▶ [TEXT EXCERPT]
=-=-=

As a former Special Forces soldier, I love reading books about the Special Operations Forces of not only the United States but other countries as well. But after devouring everything I could get my hands on about Special Forces during the Vietnam war especially those men from SOG some of whom trained me when I was a young pup, I went in search of the beginnings of SF.
Both Special Forces and the Central Intelligence Agency owe their direct lineage to the OSS, (Office of Strategic Services) that was started from scratch just before the United States entered World War II and by war’s end had over 10,000 men and women in their ranks. They became the war’s intelligence gathering, espionage, unconventional warfare, sabotage and subversion experts in just a few short years.
Working in close cooperation with the British, OSS patterned their organization from the British Special Operations Executive (SOE) and many of the later leaders of both Special Forces and CIA came from the OSS ranks.
After graduating and teaching in-house from the Special Warfare Center’s Advanced Special Operations Techniques course, I tried to learn everything possible about our predecessors “the Glorious Amateurs” as they were called who comprised the Jedburgh Teams and the Operational Groups that were textbook definitions of what our UW training called for. But what about the leader of the OSS? Who was William Donovan?
Douglas Waller’s intensive biography of William “Wild Bill” Donovan who rose from humble beginnings to be a successful lawyer, a World War I hero with the 42nd ‘Rainbow’ Division and later became the head of the OSS (Office of Strategic Services)is a fantastic read.
Donovan was born to poor Irish-American parents and worked his way from poor beginnings to a law degree from Columbia Law School where one of his classmates was the future President of the US Franklin Delano Roosevelt and married into a wealthy Protestant family.
During World War I, Donovan served mainly with the storied New York “Fighting 69th” mainly Irish Regiment. He was a cool customer under fire and his men loved him and that is where he got the nickname “Wild Bill” for his courage under fire. His closest friend in the Regiment, Father Francis Duffy, was his chaplain and the poet Joyce Kilmer his adjutant. He was awarded the Medal of Honor and the French Croix de Guerre for his heroism in France.

=-=-=

▶ [DATA ROWS]

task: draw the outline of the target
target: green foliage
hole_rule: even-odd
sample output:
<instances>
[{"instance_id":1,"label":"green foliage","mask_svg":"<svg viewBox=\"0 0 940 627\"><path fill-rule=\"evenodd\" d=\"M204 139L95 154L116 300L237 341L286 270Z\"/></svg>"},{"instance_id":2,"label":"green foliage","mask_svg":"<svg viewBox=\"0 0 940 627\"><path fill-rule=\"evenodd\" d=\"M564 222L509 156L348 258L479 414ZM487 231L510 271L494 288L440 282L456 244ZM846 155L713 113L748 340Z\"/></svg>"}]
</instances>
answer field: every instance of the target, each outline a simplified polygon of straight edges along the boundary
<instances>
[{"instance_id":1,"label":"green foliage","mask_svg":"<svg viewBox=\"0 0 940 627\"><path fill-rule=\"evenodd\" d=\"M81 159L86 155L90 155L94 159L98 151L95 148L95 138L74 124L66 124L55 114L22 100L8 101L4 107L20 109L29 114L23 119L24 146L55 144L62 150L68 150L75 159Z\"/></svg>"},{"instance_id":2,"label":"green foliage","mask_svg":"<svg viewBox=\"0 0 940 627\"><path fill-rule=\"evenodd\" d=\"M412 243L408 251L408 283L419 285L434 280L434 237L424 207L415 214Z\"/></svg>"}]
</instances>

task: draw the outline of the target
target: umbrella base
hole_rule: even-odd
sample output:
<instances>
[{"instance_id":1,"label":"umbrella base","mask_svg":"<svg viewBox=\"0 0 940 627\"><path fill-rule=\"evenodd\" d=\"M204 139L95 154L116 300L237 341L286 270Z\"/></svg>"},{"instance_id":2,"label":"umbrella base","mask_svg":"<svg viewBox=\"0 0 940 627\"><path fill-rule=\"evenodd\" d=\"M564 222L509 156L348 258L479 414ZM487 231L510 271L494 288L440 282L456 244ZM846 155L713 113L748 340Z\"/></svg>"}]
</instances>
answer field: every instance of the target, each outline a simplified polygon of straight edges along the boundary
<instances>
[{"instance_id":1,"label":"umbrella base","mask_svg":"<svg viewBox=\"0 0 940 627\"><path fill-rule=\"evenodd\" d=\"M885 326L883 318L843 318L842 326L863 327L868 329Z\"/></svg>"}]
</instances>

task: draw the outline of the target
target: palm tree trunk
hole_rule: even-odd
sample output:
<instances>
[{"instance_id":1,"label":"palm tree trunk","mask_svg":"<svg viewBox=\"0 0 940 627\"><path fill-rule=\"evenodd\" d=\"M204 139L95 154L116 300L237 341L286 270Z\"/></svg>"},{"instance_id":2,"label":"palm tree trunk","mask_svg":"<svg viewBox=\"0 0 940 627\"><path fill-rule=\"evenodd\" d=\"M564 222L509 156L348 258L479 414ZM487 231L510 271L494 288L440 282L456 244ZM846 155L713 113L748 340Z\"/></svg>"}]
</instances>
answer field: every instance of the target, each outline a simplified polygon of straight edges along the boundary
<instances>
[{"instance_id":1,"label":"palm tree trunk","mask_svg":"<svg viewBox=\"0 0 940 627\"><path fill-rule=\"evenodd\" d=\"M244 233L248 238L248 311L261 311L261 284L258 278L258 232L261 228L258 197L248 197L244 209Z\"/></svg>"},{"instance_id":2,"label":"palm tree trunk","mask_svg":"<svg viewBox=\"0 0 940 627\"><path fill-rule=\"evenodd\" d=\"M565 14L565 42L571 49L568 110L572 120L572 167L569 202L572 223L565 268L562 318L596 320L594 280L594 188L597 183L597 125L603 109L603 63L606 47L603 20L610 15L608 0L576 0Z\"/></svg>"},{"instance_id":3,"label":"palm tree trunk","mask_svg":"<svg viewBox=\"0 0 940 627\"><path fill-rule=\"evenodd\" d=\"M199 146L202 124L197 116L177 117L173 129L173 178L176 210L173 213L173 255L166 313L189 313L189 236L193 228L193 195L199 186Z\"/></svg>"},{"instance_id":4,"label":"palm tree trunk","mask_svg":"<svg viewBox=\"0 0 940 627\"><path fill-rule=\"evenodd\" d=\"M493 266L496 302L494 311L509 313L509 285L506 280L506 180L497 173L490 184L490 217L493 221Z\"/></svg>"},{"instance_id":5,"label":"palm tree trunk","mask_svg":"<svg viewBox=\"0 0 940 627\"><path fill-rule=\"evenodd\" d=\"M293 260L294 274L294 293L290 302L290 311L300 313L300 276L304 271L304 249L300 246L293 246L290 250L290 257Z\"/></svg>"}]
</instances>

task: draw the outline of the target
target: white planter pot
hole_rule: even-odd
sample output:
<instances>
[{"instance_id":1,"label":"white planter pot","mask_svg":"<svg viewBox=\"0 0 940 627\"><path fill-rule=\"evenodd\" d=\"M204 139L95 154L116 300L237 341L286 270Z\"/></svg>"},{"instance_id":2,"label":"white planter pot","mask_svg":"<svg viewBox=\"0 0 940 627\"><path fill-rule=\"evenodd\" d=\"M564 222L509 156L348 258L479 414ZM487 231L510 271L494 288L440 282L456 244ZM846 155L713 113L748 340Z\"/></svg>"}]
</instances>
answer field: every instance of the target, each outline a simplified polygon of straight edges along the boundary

=-=-=

▶ [TASK PROMPT] According to the review of the William Donovan biography, why did Donovan get the nickname "Wild Bill"? Answer in one to three sentences. These items have no connection to the text on William Donovan and the OSS.

▶ [EXERCISE RESULT] Donovan got the nickname "Wild Bill" for his courage under fire. He earned it while serving in World War I with the New York "Fighting 69th" Regiment, where he was a cool customer under fire and his men loved him.